THE PROBLEM: Convert the data below into a JSON list of strings, one string per line, starting at the line with "Hello! I'd appreciate your help detecting the submarine sail" and running through the end of the data, blank lines omitted. Leave the pictures out of the list.
--- START OF INPUT RECORDS ---
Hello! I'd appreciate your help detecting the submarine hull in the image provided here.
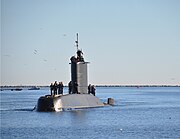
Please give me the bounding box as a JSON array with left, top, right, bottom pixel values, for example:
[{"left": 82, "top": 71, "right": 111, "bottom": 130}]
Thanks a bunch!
[{"left": 36, "top": 94, "right": 104, "bottom": 111}]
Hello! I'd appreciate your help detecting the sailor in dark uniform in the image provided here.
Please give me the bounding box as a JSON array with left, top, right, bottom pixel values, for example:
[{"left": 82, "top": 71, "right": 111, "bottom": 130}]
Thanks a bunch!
[{"left": 54, "top": 81, "right": 58, "bottom": 95}]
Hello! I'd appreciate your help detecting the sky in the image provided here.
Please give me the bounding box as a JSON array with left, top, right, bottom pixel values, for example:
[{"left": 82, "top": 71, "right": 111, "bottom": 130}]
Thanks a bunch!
[{"left": 1, "top": 0, "right": 180, "bottom": 85}]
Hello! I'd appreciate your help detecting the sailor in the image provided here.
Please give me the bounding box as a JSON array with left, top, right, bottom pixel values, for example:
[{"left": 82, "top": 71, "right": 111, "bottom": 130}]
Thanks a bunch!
[
  {"left": 77, "top": 50, "right": 84, "bottom": 62},
  {"left": 91, "top": 85, "right": 96, "bottom": 96},
  {"left": 50, "top": 83, "right": 54, "bottom": 96},
  {"left": 68, "top": 81, "right": 73, "bottom": 94},
  {"left": 88, "top": 84, "right": 91, "bottom": 94},
  {"left": 58, "top": 82, "right": 64, "bottom": 94},
  {"left": 54, "top": 81, "right": 58, "bottom": 95}
]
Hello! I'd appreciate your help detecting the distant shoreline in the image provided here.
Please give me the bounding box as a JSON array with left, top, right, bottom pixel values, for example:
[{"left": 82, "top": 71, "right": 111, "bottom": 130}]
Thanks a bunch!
[{"left": 0, "top": 85, "right": 180, "bottom": 88}]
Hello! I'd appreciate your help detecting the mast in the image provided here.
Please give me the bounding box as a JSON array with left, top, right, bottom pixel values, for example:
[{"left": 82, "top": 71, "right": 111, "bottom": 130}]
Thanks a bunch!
[{"left": 75, "top": 33, "right": 79, "bottom": 51}]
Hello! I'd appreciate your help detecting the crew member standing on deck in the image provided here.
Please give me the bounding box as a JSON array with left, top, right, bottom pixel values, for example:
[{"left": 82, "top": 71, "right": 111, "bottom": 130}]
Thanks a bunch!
[
  {"left": 54, "top": 81, "right": 58, "bottom": 95},
  {"left": 91, "top": 85, "right": 96, "bottom": 96},
  {"left": 58, "top": 82, "right": 64, "bottom": 94}
]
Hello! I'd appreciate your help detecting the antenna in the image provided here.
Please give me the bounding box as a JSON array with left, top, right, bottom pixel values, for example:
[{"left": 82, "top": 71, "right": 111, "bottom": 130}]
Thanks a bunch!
[{"left": 75, "top": 33, "right": 79, "bottom": 51}]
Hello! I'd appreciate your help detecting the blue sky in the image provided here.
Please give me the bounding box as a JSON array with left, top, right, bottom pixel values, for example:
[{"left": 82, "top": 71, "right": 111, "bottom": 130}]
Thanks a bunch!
[{"left": 1, "top": 0, "right": 180, "bottom": 85}]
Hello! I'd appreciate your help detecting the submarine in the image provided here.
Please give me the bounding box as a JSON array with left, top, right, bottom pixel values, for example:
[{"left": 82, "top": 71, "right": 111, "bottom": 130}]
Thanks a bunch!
[{"left": 36, "top": 33, "right": 114, "bottom": 111}]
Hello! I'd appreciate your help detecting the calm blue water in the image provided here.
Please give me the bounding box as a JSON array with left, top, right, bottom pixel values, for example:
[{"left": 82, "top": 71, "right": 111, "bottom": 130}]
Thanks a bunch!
[{"left": 0, "top": 87, "right": 180, "bottom": 139}]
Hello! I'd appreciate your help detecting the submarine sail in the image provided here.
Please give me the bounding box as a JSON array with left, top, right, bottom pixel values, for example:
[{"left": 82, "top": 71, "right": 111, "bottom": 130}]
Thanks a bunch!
[{"left": 36, "top": 33, "right": 105, "bottom": 111}]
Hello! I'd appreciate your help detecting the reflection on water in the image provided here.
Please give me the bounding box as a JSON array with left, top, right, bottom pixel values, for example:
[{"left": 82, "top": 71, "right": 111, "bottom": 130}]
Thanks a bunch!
[{"left": 0, "top": 87, "right": 180, "bottom": 139}]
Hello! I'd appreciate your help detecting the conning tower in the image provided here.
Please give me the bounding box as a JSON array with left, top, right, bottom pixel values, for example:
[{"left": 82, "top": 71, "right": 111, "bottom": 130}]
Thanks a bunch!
[{"left": 70, "top": 33, "right": 89, "bottom": 94}]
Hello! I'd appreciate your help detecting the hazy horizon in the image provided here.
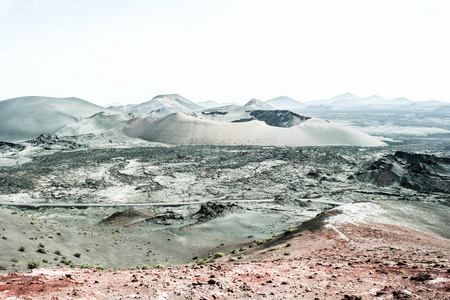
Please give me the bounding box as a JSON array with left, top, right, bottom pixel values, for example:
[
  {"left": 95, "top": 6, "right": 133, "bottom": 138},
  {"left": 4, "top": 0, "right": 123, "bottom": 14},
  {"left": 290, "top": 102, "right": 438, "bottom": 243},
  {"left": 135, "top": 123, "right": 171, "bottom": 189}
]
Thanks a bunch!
[{"left": 0, "top": 0, "right": 450, "bottom": 104}]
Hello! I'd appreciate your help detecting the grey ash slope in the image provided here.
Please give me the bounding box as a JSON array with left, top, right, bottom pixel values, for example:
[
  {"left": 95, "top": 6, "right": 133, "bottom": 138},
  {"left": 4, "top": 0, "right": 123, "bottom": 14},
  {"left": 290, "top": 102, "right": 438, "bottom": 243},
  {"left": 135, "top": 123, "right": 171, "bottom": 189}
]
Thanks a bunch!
--- END OF INPUT RECORDS ---
PROBLEM SOLUTION:
[
  "Hello! I'd appreciate your help detecting the submarine sail in the image provided here.",
  "Please give me the bounding box as a JSON array with left, top, right, bottom pixel values, for example:",
  "[{\"left\": 82, \"top\": 71, \"right\": 111, \"bottom\": 130}]",
  "Thanks a bunch!",
  "[{\"left\": 36, \"top\": 33, \"right\": 105, \"bottom\": 111}]",
  "Hello! I'd appreciate your help detecting the reflection on water in the image provided here.",
  "Please give me the bounding box as a JSON array with left, top, right, bottom pixel values, for example:",
  "[{\"left\": 82, \"top\": 71, \"right\": 111, \"bottom\": 130}]",
  "Thanks a bunch!",
  "[{\"left\": 0, \"top\": 87, \"right\": 180, \"bottom\": 139}]",
  "Hello! I'd appreciate your help detecting the conning tower in the image provided here.",
  "Please give me the bounding box as a JSON array with left, top, right, bottom pixel values, for example:",
  "[{\"left\": 82, \"top\": 71, \"right\": 111, \"bottom\": 130}]",
  "Thanks a bunch!",
  "[{\"left\": 70, \"top\": 33, \"right\": 89, \"bottom\": 94}]",
  "Hello! I'd appreciate your help detecting the hazy horizon in the image provided here.",
  "Please give me the bounding box as a JSON array with left, top, right, bottom pixel values, for example:",
  "[",
  "  {\"left\": 95, \"top\": 6, \"right\": 133, \"bottom\": 138},",
  "  {\"left\": 4, \"top\": 0, \"right\": 123, \"bottom\": 14},",
  "  {\"left\": 290, \"top\": 102, \"right\": 438, \"bottom\": 243},",
  "  {\"left\": 135, \"top\": 123, \"right\": 171, \"bottom\": 189}",
  "]",
  "Thanks a bunch!",
  "[{\"left\": 0, \"top\": 0, \"right\": 450, \"bottom\": 104}]",
  "Hello! I'd appreciate your help detecting the grey ash slope in the image provided here.",
  "Please give me the bounding box as a JSON array with left, top, right, bottom pixel values, for example:",
  "[",
  "  {\"left\": 95, \"top\": 6, \"right\": 133, \"bottom\": 138},",
  "  {\"left\": 4, \"top\": 0, \"right\": 123, \"bottom\": 14},",
  "  {\"left\": 290, \"top\": 102, \"right\": 438, \"bottom\": 243},",
  "  {\"left\": 135, \"top\": 123, \"right\": 171, \"bottom\": 189}",
  "]",
  "Thanks a bunch!"
]